▶ [WHAT NEEDS TO BE DONE]
Retype the entries in full.

▶ [SUPPLIED DATA]
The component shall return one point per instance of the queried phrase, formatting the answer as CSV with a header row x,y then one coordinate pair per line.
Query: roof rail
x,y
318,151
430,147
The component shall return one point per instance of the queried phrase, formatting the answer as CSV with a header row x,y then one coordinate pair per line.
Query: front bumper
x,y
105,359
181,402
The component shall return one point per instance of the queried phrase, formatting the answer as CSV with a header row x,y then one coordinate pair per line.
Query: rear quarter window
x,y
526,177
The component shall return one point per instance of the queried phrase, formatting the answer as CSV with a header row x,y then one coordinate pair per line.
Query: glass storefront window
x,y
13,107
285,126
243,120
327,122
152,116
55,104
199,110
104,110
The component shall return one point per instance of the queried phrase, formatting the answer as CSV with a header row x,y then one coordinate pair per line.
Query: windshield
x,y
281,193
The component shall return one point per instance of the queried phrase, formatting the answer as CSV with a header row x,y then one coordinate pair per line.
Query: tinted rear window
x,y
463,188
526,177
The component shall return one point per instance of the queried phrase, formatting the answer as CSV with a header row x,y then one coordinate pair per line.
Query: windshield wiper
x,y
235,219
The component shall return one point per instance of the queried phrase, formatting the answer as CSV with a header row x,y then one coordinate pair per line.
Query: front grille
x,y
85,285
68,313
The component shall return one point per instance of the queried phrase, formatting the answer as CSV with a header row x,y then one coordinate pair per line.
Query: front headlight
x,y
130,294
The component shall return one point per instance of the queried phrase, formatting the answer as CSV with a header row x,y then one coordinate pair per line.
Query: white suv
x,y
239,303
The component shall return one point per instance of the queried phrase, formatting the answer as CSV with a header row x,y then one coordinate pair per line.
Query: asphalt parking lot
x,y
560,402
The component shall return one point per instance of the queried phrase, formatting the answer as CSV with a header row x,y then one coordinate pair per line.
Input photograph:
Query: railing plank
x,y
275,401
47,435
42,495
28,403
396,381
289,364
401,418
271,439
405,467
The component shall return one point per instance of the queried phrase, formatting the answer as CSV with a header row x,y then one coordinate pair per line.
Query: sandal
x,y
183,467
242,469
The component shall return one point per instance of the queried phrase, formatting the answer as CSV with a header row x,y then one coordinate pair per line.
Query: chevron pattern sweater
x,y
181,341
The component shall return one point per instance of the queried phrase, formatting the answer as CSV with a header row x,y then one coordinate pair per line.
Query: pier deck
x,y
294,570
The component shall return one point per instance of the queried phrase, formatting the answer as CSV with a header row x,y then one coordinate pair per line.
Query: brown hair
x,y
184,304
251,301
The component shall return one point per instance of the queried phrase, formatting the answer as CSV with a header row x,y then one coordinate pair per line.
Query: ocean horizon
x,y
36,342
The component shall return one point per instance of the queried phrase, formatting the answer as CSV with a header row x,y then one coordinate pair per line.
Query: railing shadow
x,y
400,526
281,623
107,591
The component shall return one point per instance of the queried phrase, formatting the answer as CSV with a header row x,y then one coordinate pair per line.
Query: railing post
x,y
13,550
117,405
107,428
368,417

▶ [EXERCISE SOLUTION]
The component shall return one point per instance of the queried phrase, formatting the answer as CSV with a header row x,y then one coordinate pair per line.
Query: roof rail
x,y
318,151
430,147
The component shall return one point per instance of the queried phrase, formatting the answer as CSV with a header row x,y then one coordinate pair per line.
Query: front bumper
x,y
105,359
181,402
The component shall return one point per instance of the queried phrase, formatting the answer as CSV with a header row x,y then one coordinate pair per line.
Query: rear quarter window
x,y
526,177
The component shall return one point per instance of the queried phrase, formatting the answer as CSV with a header row x,y then one coordinate pair per line.
Query: glass storefront window
x,y
13,107
285,126
243,120
327,122
152,116
55,104
199,110
104,110
The component shall return one point per instance of the queried phrase, formatting the answer as CSV with a header row x,y then one coordinate pair per line.
Query: windshield
x,y
281,193
The component shall return one point per instance of the queried phrase, formatting the answer as CSV with a header row x,y then one coordinate pair per line.
Query: tinted rear window
x,y
463,188
526,177
The component shall return one point per instance of the queried phrase, formatting the answer as CSV with a header row x,y then one coordinate pair per line.
Query: windshield wiper
x,y
235,219
The component shall return one point per instance of the queried phrase, formatting the answer as CSV with a header row x,y then one coordinate pair per line.
Query: front grille
x,y
85,285
68,313
The component shall return one point per instance of the queried phrase, formatting the answer as CSV with a header row x,y then one coordinate pair per line.
Query: front headlight
x,y
130,294
The component shall return one point per instance of the queried phrase, formatting the answer as CSV with a header row x,y then one coordinate pair per line.
Query: white suv
x,y
239,303
The component shall return one point per instance of the queried phrase, formatting the answer as CSV with a header row x,y then one coordinate pair per line.
Query: asphalt parking lot
x,y
560,402
The component shall return one point per instance of the queried phrase, formatting the answer as CSV with a header row x,y then one coordinate pair per line.
Input photograph:
Query: railing plank
x,y
275,401
47,435
42,495
28,403
396,381
289,364
401,418
271,439
405,467
The component shall return one point per instance of the queried phrase, formatting the answer as CSV with a header row x,y then one coordinate pair per line.
Query: sandal
x,y
183,467
242,469
The component shall return one point per instance of the queried phrase, formatting the answer as CSV with a header row x,y then one coordinate pair per line.
Query: chevron pattern sweater
x,y
181,341
The component shall return one point per instance of the queried phrase, formatting the answer as CSV with a header row x,y then one coordinate pair per line.
Query: pier deck
x,y
294,570
The component shall return one point per instance of the queried phrase, formatting the answer as CSV with a header row x,y then one coordinate pair per line.
Query: brown hair
x,y
184,304
251,301
The component shall return one point per instance of the queried phrase, formatting the answer as CSV with a header row x,y then one coordinate pair per line.
Query: ocean horizon
x,y
36,342
The component shall return one point per instance of the queried phrase, formatting the answer as CSV with a header row x,y then one coordinate pair per line.
Query: railing shadow
x,y
400,526
281,623
107,591
The component shall return one point per instance of the queried phrase, formatting the answer as CSV with a header row x,y then one coordinate pair per line.
Query: railing post
x,y
13,550
117,405
107,428
368,417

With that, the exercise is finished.